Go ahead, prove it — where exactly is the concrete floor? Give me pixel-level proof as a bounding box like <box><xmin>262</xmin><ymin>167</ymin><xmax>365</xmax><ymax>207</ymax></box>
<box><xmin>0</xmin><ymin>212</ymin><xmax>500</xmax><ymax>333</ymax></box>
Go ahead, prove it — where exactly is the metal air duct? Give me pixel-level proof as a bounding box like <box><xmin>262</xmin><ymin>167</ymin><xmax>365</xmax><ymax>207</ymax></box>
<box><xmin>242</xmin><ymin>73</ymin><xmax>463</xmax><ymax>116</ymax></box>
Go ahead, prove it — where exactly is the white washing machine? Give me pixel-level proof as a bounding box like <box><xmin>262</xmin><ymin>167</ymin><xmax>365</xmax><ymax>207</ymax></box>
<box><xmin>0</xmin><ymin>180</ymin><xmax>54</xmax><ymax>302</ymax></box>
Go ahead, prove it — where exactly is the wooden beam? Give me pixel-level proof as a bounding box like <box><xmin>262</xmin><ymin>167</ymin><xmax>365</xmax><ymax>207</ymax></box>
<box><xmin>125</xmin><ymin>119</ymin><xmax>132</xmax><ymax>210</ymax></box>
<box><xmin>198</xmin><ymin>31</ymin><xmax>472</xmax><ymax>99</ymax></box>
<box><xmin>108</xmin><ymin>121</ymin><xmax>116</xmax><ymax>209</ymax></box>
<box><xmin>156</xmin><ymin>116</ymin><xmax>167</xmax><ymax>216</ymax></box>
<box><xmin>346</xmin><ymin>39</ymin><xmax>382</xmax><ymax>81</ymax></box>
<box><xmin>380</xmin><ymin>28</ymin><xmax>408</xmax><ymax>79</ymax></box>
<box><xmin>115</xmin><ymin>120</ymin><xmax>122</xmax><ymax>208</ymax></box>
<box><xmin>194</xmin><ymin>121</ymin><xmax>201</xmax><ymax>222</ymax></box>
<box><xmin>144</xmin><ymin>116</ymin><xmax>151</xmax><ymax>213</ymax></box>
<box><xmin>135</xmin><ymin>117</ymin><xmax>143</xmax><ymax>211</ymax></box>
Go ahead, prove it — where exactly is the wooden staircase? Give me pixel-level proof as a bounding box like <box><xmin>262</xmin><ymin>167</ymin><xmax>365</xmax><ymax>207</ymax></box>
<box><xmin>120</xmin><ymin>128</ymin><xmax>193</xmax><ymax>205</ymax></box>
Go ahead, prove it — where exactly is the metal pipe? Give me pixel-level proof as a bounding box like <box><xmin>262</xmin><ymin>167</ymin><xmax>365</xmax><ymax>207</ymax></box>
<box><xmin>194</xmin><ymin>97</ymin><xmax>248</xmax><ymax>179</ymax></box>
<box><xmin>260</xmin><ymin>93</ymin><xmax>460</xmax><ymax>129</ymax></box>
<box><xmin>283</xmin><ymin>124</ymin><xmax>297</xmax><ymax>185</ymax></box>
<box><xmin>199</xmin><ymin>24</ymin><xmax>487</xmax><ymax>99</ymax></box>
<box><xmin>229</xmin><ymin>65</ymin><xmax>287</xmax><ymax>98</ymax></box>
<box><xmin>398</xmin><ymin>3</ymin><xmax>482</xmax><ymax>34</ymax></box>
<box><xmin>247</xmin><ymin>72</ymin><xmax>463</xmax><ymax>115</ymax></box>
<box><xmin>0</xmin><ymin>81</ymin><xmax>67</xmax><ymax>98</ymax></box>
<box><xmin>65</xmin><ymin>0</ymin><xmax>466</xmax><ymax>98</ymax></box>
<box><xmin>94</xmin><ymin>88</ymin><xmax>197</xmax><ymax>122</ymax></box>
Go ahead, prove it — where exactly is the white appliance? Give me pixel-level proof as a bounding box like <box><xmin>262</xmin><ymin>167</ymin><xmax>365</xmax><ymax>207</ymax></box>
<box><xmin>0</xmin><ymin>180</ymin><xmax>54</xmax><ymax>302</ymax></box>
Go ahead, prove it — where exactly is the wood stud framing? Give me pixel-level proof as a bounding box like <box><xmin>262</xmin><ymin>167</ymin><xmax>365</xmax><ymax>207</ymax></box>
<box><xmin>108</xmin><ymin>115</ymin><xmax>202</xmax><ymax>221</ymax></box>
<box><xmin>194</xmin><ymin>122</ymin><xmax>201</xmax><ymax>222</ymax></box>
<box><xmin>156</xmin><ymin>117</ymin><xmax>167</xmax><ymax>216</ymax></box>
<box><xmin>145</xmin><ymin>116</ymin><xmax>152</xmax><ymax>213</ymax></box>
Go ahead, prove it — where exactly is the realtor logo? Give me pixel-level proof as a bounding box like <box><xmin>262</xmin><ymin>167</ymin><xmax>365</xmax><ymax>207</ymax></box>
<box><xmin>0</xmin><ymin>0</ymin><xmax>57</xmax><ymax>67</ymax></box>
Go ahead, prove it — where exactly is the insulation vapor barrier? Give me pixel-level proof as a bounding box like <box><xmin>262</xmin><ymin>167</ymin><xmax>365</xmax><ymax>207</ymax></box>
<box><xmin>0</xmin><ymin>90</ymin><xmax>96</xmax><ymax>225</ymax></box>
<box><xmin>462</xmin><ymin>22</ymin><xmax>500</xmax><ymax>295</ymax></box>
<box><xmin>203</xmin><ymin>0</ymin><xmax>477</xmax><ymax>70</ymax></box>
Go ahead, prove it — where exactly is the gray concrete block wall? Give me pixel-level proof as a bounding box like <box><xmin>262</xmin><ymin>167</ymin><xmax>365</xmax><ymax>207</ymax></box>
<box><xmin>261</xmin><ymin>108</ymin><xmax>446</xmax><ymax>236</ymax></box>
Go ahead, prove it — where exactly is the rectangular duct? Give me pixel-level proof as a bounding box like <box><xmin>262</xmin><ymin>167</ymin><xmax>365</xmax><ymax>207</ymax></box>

▸ REQUIRED WORK:
Copy every line above verbatim, with nothing added or changed.

▸ RESPONSE:
Go ahead, prove it — where exactly is the concrete floor? Give me pixel-level proof as a bounding box like <box><xmin>262</xmin><ymin>167</ymin><xmax>365</xmax><ymax>207</ymax></box>
<box><xmin>0</xmin><ymin>212</ymin><xmax>500</xmax><ymax>333</ymax></box>
Go ahead, prove it — where exactly is the metal air duct? Give me pixel-level proof as a bounding box like <box><xmin>262</xmin><ymin>167</ymin><xmax>365</xmax><ymax>207</ymax></box>
<box><xmin>242</xmin><ymin>73</ymin><xmax>463</xmax><ymax>116</ymax></box>
Go ahead, prove it — where exactly is the white washing machine? Give me pixel-level proof as a bounding box like <box><xmin>262</xmin><ymin>167</ymin><xmax>365</xmax><ymax>207</ymax></box>
<box><xmin>0</xmin><ymin>180</ymin><xmax>54</xmax><ymax>302</ymax></box>
Go ahead, prove it — where exactly is the wooden beam? Give me pixel-level proof as a bounding box like <box><xmin>262</xmin><ymin>167</ymin><xmax>365</xmax><ymax>207</ymax></box>
<box><xmin>125</xmin><ymin>119</ymin><xmax>132</xmax><ymax>210</ymax></box>
<box><xmin>198</xmin><ymin>31</ymin><xmax>472</xmax><ymax>99</ymax></box>
<box><xmin>108</xmin><ymin>121</ymin><xmax>116</xmax><ymax>209</ymax></box>
<box><xmin>156</xmin><ymin>116</ymin><xmax>167</xmax><ymax>216</ymax></box>
<box><xmin>346</xmin><ymin>39</ymin><xmax>382</xmax><ymax>81</ymax></box>
<box><xmin>380</xmin><ymin>28</ymin><xmax>408</xmax><ymax>79</ymax></box>
<box><xmin>115</xmin><ymin>120</ymin><xmax>122</xmax><ymax>208</ymax></box>
<box><xmin>194</xmin><ymin>121</ymin><xmax>201</xmax><ymax>222</ymax></box>
<box><xmin>144</xmin><ymin>116</ymin><xmax>151</xmax><ymax>213</ymax></box>
<box><xmin>135</xmin><ymin>117</ymin><xmax>143</xmax><ymax>211</ymax></box>
Go ahead, prove it — where exactly is the wooden staircase? Give me pixel-level proof as a bounding box like <box><xmin>262</xmin><ymin>167</ymin><xmax>365</xmax><ymax>207</ymax></box>
<box><xmin>120</xmin><ymin>128</ymin><xmax>193</xmax><ymax>205</ymax></box>
Go ahead, prove it — where exactly is the metal pipe? Give me pixel-level proof as a bounding box like <box><xmin>262</xmin><ymin>167</ymin><xmax>365</xmax><ymax>207</ymax></box>
<box><xmin>194</xmin><ymin>97</ymin><xmax>248</xmax><ymax>179</ymax></box>
<box><xmin>260</xmin><ymin>93</ymin><xmax>460</xmax><ymax>129</ymax></box>
<box><xmin>283</xmin><ymin>124</ymin><xmax>297</xmax><ymax>185</ymax></box>
<box><xmin>199</xmin><ymin>24</ymin><xmax>487</xmax><ymax>99</ymax></box>
<box><xmin>229</xmin><ymin>65</ymin><xmax>287</xmax><ymax>98</ymax></box>
<box><xmin>398</xmin><ymin>3</ymin><xmax>482</xmax><ymax>34</ymax></box>
<box><xmin>247</xmin><ymin>72</ymin><xmax>463</xmax><ymax>115</ymax></box>
<box><xmin>0</xmin><ymin>81</ymin><xmax>67</xmax><ymax>98</ymax></box>
<box><xmin>65</xmin><ymin>0</ymin><xmax>466</xmax><ymax>98</ymax></box>
<box><xmin>94</xmin><ymin>88</ymin><xmax>197</xmax><ymax>122</ymax></box>
Go ahead, prove it — where exactly is the white appliance? Give me pixel-level proof as a bounding box like <box><xmin>262</xmin><ymin>167</ymin><xmax>365</xmax><ymax>207</ymax></box>
<box><xmin>0</xmin><ymin>180</ymin><xmax>54</xmax><ymax>302</ymax></box>
Go ahead, prove it — where exactly is the wood stud framing? Give me pixel-level proof as a bounding box like <box><xmin>262</xmin><ymin>167</ymin><xmax>365</xmax><ymax>207</ymax></box>
<box><xmin>108</xmin><ymin>115</ymin><xmax>202</xmax><ymax>221</ymax></box>
<box><xmin>194</xmin><ymin>122</ymin><xmax>201</xmax><ymax>222</ymax></box>
<box><xmin>156</xmin><ymin>117</ymin><xmax>167</xmax><ymax>216</ymax></box>
<box><xmin>145</xmin><ymin>116</ymin><xmax>152</xmax><ymax>213</ymax></box>
Go ahead, prove it — where exactly is the realtor logo? Give me pixel-level proof as a bounding box like <box><xmin>262</xmin><ymin>167</ymin><xmax>365</xmax><ymax>207</ymax></box>
<box><xmin>0</xmin><ymin>0</ymin><xmax>57</xmax><ymax>67</ymax></box>
Go ahead, prove it — where exactly is the insulation vapor barrier? Give me pixel-level proof as a bounding box like <box><xmin>262</xmin><ymin>167</ymin><xmax>365</xmax><ymax>207</ymax></box>
<box><xmin>0</xmin><ymin>90</ymin><xmax>96</xmax><ymax>225</ymax></box>
<box><xmin>462</xmin><ymin>22</ymin><xmax>500</xmax><ymax>295</ymax></box>
<box><xmin>203</xmin><ymin>0</ymin><xmax>477</xmax><ymax>70</ymax></box>
Go ahead, prove it — where exactly is the gray concrete block wall? Give me pixel-level proof as a bounding box like <box><xmin>262</xmin><ymin>167</ymin><xmax>365</xmax><ymax>207</ymax></box>
<box><xmin>261</xmin><ymin>108</ymin><xmax>446</xmax><ymax>236</ymax></box>
Go ahead, prove it — where exactly is the rectangular duct? Give me pixel-level proof as a bounding box like <box><xmin>262</xmin><ymin>167</ymin><xmax>365</xmax><ymax>207</ymax></box>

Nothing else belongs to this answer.